(Records for the task Opens)
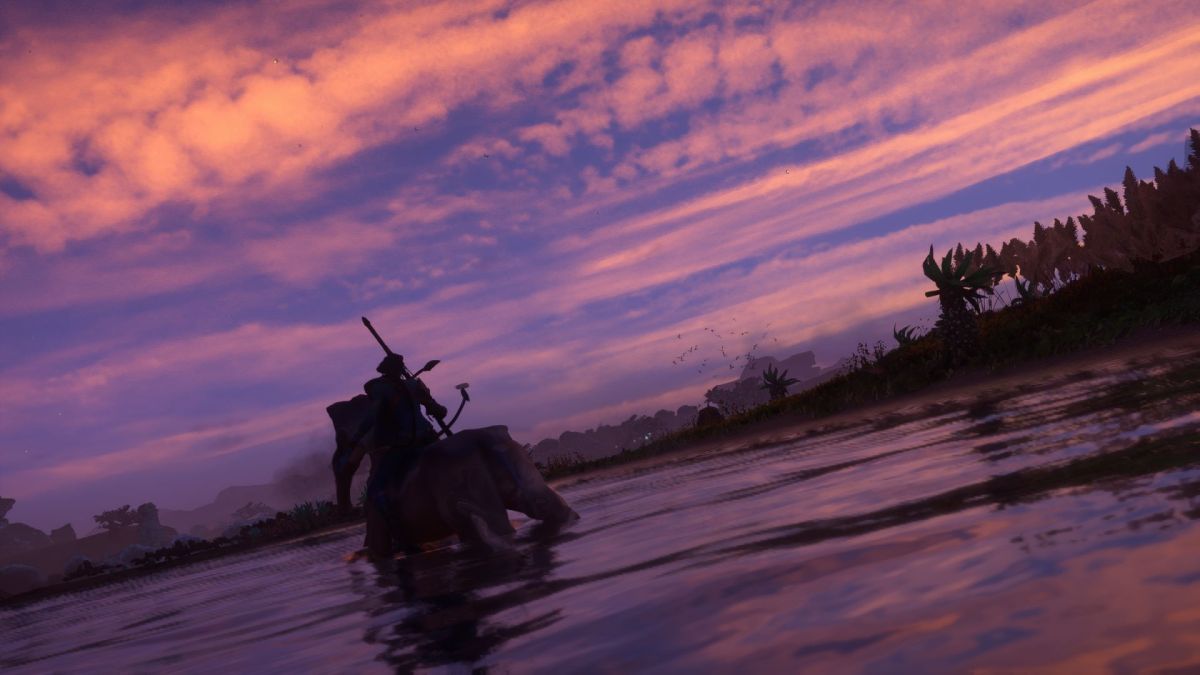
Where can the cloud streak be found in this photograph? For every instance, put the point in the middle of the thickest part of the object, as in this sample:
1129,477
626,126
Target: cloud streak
544,195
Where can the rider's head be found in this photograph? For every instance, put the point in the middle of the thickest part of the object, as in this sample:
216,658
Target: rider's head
391,364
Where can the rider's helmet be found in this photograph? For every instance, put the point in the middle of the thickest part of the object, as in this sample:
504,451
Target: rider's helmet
391,364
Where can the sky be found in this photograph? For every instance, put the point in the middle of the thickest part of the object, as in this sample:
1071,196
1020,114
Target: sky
556,198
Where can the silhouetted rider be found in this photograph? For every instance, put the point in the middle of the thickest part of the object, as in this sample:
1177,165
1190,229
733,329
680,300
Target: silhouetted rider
400,432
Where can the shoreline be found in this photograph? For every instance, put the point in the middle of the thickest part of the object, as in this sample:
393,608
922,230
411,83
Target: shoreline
96,580
791,424
745,436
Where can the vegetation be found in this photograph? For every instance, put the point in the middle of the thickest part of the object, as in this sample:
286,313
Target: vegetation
303,519
777,383
1137,267
961,285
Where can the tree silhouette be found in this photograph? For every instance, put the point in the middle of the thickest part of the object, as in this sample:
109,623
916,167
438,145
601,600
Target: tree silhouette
117,518
958,286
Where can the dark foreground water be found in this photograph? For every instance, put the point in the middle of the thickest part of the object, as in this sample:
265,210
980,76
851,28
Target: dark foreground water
1045,526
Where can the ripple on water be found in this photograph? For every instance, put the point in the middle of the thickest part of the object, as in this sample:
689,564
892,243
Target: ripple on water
1048,525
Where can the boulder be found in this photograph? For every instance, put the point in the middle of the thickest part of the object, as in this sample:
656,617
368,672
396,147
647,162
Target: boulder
234,527
75,563
131,553
185,539
64,535
151,532
19,578
18,538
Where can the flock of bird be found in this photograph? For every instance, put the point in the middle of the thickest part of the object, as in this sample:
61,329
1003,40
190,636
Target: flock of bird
730,363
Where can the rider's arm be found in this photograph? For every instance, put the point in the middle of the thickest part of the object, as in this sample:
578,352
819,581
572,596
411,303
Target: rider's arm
431,406
367,423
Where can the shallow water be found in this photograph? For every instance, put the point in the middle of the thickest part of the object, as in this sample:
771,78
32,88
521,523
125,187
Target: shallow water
1048,526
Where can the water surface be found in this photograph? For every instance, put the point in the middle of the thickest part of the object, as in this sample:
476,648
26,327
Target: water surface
1049,525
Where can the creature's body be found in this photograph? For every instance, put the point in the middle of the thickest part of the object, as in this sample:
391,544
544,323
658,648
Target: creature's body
462,485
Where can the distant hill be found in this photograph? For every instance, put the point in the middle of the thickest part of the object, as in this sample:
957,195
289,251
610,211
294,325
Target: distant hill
227,501
637,430
747,390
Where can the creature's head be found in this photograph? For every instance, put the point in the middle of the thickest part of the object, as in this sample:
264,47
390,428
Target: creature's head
540,501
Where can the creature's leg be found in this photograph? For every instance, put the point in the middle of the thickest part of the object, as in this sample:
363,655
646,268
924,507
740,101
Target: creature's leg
478,525
378,536
378,539
345,464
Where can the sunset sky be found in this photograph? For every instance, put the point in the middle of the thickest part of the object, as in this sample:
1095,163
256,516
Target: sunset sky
199,199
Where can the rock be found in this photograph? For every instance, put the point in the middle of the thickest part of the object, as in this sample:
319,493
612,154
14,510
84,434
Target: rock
18,537
131,553
234,527
75,563
64,535
19,578
185,539
151,532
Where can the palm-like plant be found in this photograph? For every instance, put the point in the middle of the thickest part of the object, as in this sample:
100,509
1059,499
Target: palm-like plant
906,335
775,382
959,286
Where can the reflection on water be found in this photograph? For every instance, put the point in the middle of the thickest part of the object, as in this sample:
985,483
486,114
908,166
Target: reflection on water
1045,526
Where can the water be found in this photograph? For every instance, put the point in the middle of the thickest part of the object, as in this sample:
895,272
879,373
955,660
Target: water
977,532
(Records for the task Closes)
The problem ::
Skip every image and output the remaining records exactly.

Written response ::
Where can the cloud streak be found in this photograph? For every instance, put the point in the middle of the thickest part of the object, as in this sample:
1129,477
626,126
Target: cloud streak
544,195
Where can the rider's head be found in this photograph? For every instance, put the point in the middle of the thickest part of the object, as in this sample:
216,658
Target: rider's head
391,364
Where can the rider's helmet be found in this photograph? For every instance, put the point in the middle of the thickest part of the object, as in this sample:
504,451
Target: rider's helmet
391,364
Where can the sky be found in this photograph? For every instance, put the point in the middle of the thickest part of the object, as in this sample:
1071,196
1020,114
Target: sky
556,198
Where can the silhouetted rider be found in this photograph? For every instance, put the point in the middle of the thickest part of the object, as in this sample:
1177,165
1190,229
733,329
680,300
Target: silhouetted rider
400,432
Where can the shoreline be found in this photograph? For every instance, put the point in the middle of the thickest part of the object, as in this sample:
393,608
922,230
411,83
Target: shoreline
96,580
791,424
745,436
Where can the vegetation be found in this photograph? For every instance, put the point in the middle of the thickest part of the object, as in this sample:
286,313
Target: vegetation
303,519
777,383
1137,267
961,285
Where can the tree silhouette be found in this photograph? For every instance, put the point in the middle of the thickest part of the object, as in this sample:
109,623
916,167
438,145
601,600
Target: tree silhouette
117,518
958,286
Where can the dark foreground water be found in this photograph? For every instance, put the point in the middle of the thickest part of the object, as in this sample:
265,210
980,76
851,28
Target: dark foreground water
1045,526
Where can the ripple on water be found in this photograph? For every instance, put the point in the middle of the thickest part of the object, as in this sample:
689,564
892,243
Target: ripple on water
1048,525
Where can the boulder be found in this photograph? For every instance, put the point in the middle of the thickest part of the object, as in this sample:
656,617
368,672
396,147
647,162
Target: boulder
234,527
75,563
131,553
185,539
64,535
151,532
19,578
18,538
Where can the flock of bird be found in this photograph? For every instance, put the point in the middle of the thickest part of the object, as in this sample:
61,329
1003,40
190,636
Target: flock of bird
730,363
Where can the rider's arm be found in this photograph? For every instance, put the point in the middle of the thickest part of the object, as in this sample:
578,352
819,581
572,596
411,303
Target: rider's arm
431,406
367,423
Where can the shallow water be found in this photograph? For every instance, put the point in the middle of the thickest part of the object, as in this sample:
771,78
32,88
521,523
125,187
Target: shallow water
1048,526
Where can the water surface be found in this photograph? For every instance, put the point in the middle of the thickest part of the object, as in this sample:
476,648
26,327
Target: water surface
1049,525
Where can the creature's body be found in this photograph? For every instance, put the point in the middle of the thickest part of the object, as in this sample:
391,544
544,323
658,648
Target: creature's body
462,485
Where can the distant hill be found in this photograph? For every instance, put the point in the middle of the thickest part of the object, as in this sample:
957,195
289,251
610,211
294,325
Target: distant hill
227,501
637,430
747,390
Where can the creature's head be found in this photograph? For every instance, put the point in the middle of the thickest part of the object, as in this sample:
264,47
390,428
Target: creature's head
540,501
Where can the creature's leg be found in this photograph? For every instance, put the point in the middle of the thickest part of the object, as in this sample:
363,655
646,268
924,507
740,101
Target: creature's leg
478,525
378,536
378,539
345,464
Where can the sunset sky be found in this photograph? For every instance, put the point in the middle of the thickest part of the object, as in this sample:
1095,163
256,516
Target: sunset sky
199,199
Where can the rock be found in this photograph? For every instance, put the point in the middle of the thickest part of the object, as in this sample:
319,493
612,154
14,510
84,434
Target: rock
18,537
131,553
234,527
75,563
64,535
19,578
185,539
151,532
Where can the palm-like plant be found in this photograph? For every instance, put the point in the middle of the thickest part of the object, as in this sample:
100,509
1059,499
Target: palm-like plant
906,335
775,382
959,286
Where can the reflection on water be found in this photograph? For every instance, put the point in the middle of the thickest part of the object, as in this sample:
985,483
486,114
908,166
Target: reflection on water
1045,526
Where can the water be found in this photograph? For every instance, put the point in the middle of the thickest part of the object, as in this sample:
895,272
879,373
955,660
Target: water
977,532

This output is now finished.